* Direction *
Could you print the listing below verbatim, covering the stretch from its first line through the line that contains "x=598, y=374", with both of those lines included?

------------

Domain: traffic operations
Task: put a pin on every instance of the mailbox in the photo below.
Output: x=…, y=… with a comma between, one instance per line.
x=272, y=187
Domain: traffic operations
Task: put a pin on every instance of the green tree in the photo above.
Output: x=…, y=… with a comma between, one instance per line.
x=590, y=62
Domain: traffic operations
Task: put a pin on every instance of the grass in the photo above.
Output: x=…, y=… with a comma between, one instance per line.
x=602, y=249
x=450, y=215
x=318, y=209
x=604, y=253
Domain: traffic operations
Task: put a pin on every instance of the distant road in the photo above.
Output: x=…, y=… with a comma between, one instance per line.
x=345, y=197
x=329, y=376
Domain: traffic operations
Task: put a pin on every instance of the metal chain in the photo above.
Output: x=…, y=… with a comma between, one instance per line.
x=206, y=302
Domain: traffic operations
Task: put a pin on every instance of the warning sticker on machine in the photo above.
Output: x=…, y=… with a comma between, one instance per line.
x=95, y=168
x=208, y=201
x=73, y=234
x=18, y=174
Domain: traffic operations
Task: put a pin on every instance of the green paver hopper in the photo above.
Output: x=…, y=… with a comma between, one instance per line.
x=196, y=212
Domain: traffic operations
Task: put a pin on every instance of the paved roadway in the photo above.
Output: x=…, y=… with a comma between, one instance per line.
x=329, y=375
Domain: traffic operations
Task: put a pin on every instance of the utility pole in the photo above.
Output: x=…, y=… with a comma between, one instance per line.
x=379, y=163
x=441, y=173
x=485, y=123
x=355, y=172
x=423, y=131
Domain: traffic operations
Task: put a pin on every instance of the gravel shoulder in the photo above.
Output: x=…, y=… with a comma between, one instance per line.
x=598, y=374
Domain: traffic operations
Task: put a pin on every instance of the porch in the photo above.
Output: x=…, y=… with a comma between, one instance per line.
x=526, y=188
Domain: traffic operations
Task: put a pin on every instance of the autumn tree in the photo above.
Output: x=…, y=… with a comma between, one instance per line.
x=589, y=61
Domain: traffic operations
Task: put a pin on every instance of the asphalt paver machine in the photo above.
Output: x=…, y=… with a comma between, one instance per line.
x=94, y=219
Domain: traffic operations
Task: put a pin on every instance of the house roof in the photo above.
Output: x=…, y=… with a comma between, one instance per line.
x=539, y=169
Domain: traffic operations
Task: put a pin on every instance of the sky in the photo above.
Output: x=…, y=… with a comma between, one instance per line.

------------

* Answer to this task *
Domain: traffic operations
Task: put a pin on every instance of the mailbox in the photo below.
Output: x=…, y=… with a comma between, one instance per line.
x=272, y=187
Domain: traffic operations
Task: put a pin on every instance of the green tree in the photo above.
Output: x=…, y=… with a comma between, one instance per line.
x=590, y=62
Domain: traffic operations
Task: put a pin on every instance of the grass in the photo above.
Output: x=…, y=… with a comma between, one instance per line.
x=602, y=249
x=450, y=215
x=318, y=209
x=604, y=253
Domain: traffic operations
Task: put a pin on every instance of the distant road in the photo above.
Output: x=…, y=… with a comma between, one instance per line.
x=345, y=197
x=329, y=376
Domain: traffic operations
Task: put a pin on every instance of the metal chain in the photo above.
Output: x=…, y=… with a comma between, one instance per line.
x=206, y=302
Domain: traffic operations
Task: put a pin on every instance of the warning sticker on machine in the photo above.
Output: x=…, y=… with a comma between, one instance per line.
x=95, y=168
x=208, y=201
x=73, y=234
x=18, y=174
Domain: traffic operations
Task: put a pin on every instance of the green paver hopper in the photo above.
Output: x=…, y=… with a comma between, one instance per line.
x=196, y=212
Domain: traffic operations
Task: put a pin on every instance of the paved roadway in the photo above.
Output: x=…, y=… with a comma between, one instance per line.
x=329, y=375
Domain: traffic operations
Task: put a pin on every instance of the utility pole in the photo above.
Output: x=…, y=… with a comma between, one instance per line.
x=379, y=163
x=441, y=173
x=485, y=123
x=355, y=172
x=423, y=131
Domain: traffic operations
Task: put a pin on every instance of the gravel shoulder in the photo above.
Output: x=…, y=… with a comma between, one instance per line.
x=598, y=374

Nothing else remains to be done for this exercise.